* Detection records
----------------
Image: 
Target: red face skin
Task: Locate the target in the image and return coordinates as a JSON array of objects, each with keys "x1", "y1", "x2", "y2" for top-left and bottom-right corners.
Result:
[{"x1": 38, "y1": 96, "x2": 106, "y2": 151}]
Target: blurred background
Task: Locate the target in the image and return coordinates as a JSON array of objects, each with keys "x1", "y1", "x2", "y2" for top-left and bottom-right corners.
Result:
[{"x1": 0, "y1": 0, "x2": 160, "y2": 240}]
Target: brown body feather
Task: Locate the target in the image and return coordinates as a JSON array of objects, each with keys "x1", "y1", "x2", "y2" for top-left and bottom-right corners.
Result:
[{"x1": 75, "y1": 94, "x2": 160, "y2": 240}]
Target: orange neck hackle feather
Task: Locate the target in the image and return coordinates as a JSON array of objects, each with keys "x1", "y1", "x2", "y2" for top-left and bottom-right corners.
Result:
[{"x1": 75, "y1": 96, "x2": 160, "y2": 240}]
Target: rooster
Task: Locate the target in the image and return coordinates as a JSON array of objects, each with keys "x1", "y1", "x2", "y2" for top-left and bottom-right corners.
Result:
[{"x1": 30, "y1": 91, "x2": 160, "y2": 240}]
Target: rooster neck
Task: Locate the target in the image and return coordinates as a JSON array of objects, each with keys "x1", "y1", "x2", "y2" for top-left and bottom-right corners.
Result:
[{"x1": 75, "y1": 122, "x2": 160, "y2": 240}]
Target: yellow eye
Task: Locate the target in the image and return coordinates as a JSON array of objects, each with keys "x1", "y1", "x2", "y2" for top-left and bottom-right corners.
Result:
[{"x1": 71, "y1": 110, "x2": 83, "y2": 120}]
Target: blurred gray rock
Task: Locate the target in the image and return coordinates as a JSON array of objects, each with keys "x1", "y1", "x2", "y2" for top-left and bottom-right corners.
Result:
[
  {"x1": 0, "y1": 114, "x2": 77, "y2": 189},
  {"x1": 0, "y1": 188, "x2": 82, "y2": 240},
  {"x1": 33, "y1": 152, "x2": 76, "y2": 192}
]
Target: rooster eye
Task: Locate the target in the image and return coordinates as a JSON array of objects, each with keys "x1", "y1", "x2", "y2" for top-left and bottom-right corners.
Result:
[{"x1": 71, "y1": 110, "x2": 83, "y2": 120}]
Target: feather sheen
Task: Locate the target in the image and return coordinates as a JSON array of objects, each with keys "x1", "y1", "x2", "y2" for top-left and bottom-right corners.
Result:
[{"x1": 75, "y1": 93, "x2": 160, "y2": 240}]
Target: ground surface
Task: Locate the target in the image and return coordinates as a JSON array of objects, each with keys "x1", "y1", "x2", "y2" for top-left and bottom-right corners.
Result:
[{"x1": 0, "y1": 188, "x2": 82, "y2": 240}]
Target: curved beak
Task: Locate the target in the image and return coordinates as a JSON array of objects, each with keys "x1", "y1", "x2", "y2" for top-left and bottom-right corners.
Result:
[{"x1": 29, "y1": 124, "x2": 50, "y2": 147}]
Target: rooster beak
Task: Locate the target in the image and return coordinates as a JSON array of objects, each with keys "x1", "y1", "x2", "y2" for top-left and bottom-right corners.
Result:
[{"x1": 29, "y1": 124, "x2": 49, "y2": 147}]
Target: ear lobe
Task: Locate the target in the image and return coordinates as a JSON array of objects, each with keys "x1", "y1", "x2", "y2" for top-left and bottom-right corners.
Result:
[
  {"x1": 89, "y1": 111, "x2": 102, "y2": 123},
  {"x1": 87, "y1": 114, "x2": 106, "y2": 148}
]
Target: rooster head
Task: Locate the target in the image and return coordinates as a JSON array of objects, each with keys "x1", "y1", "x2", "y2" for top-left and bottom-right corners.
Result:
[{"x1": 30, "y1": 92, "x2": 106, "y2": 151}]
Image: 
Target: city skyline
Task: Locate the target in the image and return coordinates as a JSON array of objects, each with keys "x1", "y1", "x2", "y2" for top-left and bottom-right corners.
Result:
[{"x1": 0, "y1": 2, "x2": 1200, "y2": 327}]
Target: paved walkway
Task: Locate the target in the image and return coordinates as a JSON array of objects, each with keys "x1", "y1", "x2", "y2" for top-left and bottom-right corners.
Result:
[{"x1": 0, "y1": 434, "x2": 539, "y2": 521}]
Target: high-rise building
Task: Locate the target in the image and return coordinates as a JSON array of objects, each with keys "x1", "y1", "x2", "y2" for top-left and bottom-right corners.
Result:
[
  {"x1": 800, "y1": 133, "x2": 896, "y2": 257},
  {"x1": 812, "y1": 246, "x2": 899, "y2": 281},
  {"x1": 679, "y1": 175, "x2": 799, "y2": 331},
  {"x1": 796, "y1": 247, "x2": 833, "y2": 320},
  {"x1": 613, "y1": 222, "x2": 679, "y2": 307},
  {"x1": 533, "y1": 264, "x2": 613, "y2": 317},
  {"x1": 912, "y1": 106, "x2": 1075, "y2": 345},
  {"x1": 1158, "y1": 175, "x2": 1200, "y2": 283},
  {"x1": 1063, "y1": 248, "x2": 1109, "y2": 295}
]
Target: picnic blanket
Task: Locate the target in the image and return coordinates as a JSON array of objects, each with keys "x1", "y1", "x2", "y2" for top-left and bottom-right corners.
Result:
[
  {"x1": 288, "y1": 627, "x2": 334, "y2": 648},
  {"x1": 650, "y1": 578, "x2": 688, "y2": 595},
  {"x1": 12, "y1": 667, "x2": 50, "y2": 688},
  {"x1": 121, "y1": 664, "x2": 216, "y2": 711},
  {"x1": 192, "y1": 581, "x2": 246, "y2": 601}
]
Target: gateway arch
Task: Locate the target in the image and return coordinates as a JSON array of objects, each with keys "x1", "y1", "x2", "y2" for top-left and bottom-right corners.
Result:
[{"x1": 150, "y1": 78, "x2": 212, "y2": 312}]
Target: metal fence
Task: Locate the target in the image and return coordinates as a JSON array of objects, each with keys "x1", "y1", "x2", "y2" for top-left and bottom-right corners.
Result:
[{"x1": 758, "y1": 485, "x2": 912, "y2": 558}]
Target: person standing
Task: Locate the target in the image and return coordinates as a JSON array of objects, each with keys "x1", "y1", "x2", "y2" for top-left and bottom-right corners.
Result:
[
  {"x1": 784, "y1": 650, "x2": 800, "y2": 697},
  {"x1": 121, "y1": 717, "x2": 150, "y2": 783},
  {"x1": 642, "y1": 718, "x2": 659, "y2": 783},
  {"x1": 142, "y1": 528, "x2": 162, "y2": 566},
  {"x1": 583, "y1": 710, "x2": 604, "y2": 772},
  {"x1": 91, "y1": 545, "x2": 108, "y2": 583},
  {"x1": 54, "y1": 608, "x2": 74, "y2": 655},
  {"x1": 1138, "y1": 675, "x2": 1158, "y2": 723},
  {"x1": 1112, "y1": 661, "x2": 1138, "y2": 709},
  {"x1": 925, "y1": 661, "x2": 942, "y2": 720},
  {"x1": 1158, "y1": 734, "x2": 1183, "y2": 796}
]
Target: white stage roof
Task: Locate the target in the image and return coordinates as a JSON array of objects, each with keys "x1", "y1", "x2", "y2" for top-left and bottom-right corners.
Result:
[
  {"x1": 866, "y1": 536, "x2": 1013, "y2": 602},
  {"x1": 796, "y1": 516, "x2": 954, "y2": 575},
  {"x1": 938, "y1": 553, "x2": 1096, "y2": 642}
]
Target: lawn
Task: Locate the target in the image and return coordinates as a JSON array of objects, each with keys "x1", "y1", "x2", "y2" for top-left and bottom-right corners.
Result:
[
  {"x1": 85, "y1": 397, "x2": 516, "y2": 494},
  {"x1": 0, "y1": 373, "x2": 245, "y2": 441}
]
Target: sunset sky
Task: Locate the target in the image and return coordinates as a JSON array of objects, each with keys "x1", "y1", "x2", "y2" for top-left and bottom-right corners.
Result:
----------------
Rewrite the records starting at the line containing "Target: sunset sky" and ending at the end of the records, replacing "sunset sky" with "evening sky" and leaving everything else unchanged.

Target: evening sky
Task: Locate the target in the image and return coordinates as a JSON array of objects, each with keys "x1", "y1", "x2", "y2" for top-left and bottom-right corners.
Result:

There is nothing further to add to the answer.